Written task 1: Reproduce word for word the portion of the passage on Pyle that opens with the words containing "Section 1 of" and closes with "depression with cognac.".
Written task 2: Pick up the passage on Pyle after its final sentence and carry the account forward.

Selected excerpt:

Section 1 of 14
Pyle retired to his room in Caserta, Italy, just before Christmas of 1943
to ward off the winter chill with his bedroll and knit cap and to drown
his depression with cognac.
For more than three years, Pyle had produced a syndicated newspaper column featuring his "worm’s-eye view" of World War II. He wrote about what he knew, and he knew of "tired and dirty soldiers who are alive and don’t want to die; of long darkened convoys in the middle of the night; of shocked silent men wandering back down the hill from battle."1 His stories about people from Jeffersonville, Indiana, and Mexico, Missouri, and Hebron, North Carolina, and a thousand other towns had made him the most widely read war correspondent2 and possibly the most prayed-for man in the war zone, as measured by the thousands of letters he received from soldiers and their wives.3 Pyle loved what he called the God-damned infantry,4 but he suffered for it. Young infantrymen—too many—were dying. By the summer of 1943, Pyle was in the grip of something dark. He wrote to his wife that "on especially sad days it’s almost impossible to believe that anything is worth such mass slaughter and misery."5
He had gotten away from the darkness for a few weeks during a trip home to the States that autumn, but it had reappeared shortly after his return to Italy. He wrestled with it in his room in the Fifth Army rest center at the Royal Palace of Caserta, seventeen miles north of Naples. There were hot showers and regular meals and all the opulence of King Charles III’s eighteenth-century palazzo to enjoy, but Pyle could not relax His thoughts kept returning to the green Texas infantrymen fighting the Germans twenty miles to the northwest, in the frosty mountains south of Rome.
It was nighttime when Associated Press reporter Don Whitehead found him. Bone-tired and ill with anemia, Pyle looked up and told his friend, "I’ve lost the touch. This stuff stinks. I just can’t seem to get going again."6 And with that, he tossed three columns to Whitehead and asked for an opinion.
The first column began:
The column described how a mule had carried Waskow’s dead body to the base of a mountain, and how the soldiers waiting there had placed the captain at the side of a road to await graves registration. One by one the soldiers who had served with Waskow said their goodbyes, touching his cold hand, whispering their sorrow and, in two cases, blurting "God damn it" before leaving the body in the moonlight. (The complete column is reproduced in Appendix A)

Recorded data:
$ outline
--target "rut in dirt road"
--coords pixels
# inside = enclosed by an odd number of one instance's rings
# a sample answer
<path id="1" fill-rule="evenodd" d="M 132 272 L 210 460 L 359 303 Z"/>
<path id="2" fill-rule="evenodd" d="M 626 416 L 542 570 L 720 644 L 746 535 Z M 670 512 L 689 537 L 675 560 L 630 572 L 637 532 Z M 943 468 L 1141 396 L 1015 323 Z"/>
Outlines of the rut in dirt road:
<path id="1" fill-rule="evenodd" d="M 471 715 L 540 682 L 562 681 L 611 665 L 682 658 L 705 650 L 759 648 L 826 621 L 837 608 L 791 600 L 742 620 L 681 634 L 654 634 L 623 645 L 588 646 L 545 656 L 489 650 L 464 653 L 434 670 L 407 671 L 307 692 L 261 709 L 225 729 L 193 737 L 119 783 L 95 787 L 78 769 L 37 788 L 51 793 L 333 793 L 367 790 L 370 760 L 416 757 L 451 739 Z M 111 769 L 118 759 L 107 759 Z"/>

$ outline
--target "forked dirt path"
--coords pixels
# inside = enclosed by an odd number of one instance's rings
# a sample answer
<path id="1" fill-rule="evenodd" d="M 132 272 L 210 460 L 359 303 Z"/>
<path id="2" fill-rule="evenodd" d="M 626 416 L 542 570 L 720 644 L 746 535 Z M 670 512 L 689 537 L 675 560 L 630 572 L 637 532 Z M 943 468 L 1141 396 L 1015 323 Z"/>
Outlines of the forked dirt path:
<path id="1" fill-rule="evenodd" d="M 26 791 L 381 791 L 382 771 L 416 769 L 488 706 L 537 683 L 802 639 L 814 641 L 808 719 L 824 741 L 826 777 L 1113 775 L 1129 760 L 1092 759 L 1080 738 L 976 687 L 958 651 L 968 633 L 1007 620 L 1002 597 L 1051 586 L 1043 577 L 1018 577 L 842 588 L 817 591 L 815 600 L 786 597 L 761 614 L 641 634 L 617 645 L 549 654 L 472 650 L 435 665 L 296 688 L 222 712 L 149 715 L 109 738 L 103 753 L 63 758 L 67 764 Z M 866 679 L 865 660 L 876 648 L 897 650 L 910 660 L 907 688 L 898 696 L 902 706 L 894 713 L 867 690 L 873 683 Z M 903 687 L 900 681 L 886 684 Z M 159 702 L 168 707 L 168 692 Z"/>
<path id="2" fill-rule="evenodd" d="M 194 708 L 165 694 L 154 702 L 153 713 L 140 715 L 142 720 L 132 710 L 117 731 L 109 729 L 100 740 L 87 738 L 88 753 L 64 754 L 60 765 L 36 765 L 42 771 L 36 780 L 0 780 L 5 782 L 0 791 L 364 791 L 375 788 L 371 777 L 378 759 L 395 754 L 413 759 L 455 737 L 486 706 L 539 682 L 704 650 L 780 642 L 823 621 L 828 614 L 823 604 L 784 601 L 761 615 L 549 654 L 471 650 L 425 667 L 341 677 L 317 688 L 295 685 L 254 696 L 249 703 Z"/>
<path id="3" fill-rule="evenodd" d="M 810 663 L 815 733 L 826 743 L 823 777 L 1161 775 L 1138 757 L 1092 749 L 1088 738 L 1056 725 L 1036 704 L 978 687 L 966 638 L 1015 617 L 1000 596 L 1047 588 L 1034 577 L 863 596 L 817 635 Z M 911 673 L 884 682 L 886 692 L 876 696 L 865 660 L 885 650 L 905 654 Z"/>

Response 1:
Section 1 of 14
Pyle retired to his room in Caserta, Italy, just before Christmas of 1943
to ward off the winter chill with his bedroll and knit cap and to drown
his depression with cognac.

Response 2:
The simplicity and beauty of Pyle’s description brought tears to Whitehead’s eyes. "If this is a sample from a guy who has lost his touch," he said, "then the rest of us had better go home."8
Whitehead was not alone in his reaction. When the column appeared in America in mid-January 1944—after a month’s delay during which the Army notified Waskow’s family of his death—it released a flood of emotion. The Washington Daily News, owned by the Scripps-Howard chain that syndicated Pyle’s column, gave its entire front page on January 10 to the Waskow piece. The News virtually sold out that day, as only 39 copies were returned from all of downtown Washington.9 In addition, Raymond Gram Swing and Arthur Godfrey read the column on the radio, Pyle’s 200 newspaper clients gave it prominent display, Time magazine reprinted it, and the Ruthrauff and Ryan advertising agency immediately requested permission to use it in a war bond drive.10 A former United Press executive vowed to frame the column and hang it on his office wall as inspiration.11 Later, Time magazine printed a thank-you from a reader: "I don’t think any American could read [the column] dry-eyed."12
"Nice going, bub," Lee G. Miller, Pyle’s boss at the Scripps-Howard Newspaper Alliance, said in a letter posted four days after the column’s publication.13
Honors continued to accumulate for Pyle: A Pulitzer Prize, awarded in April 1944, for best war reporting of 1943. Publication of Pyle’s columns in a series of books, which became best-sellers. The release of a semi-biographical Hollywood motion picture, The Story of G.I. Joe, based on Pyle’s columns from North Africa, Sicily and Italy.
Yet the man whose life and death gave rise to Pyle’s most famous work remains obscure outside a few central Texas towns that still honor his name.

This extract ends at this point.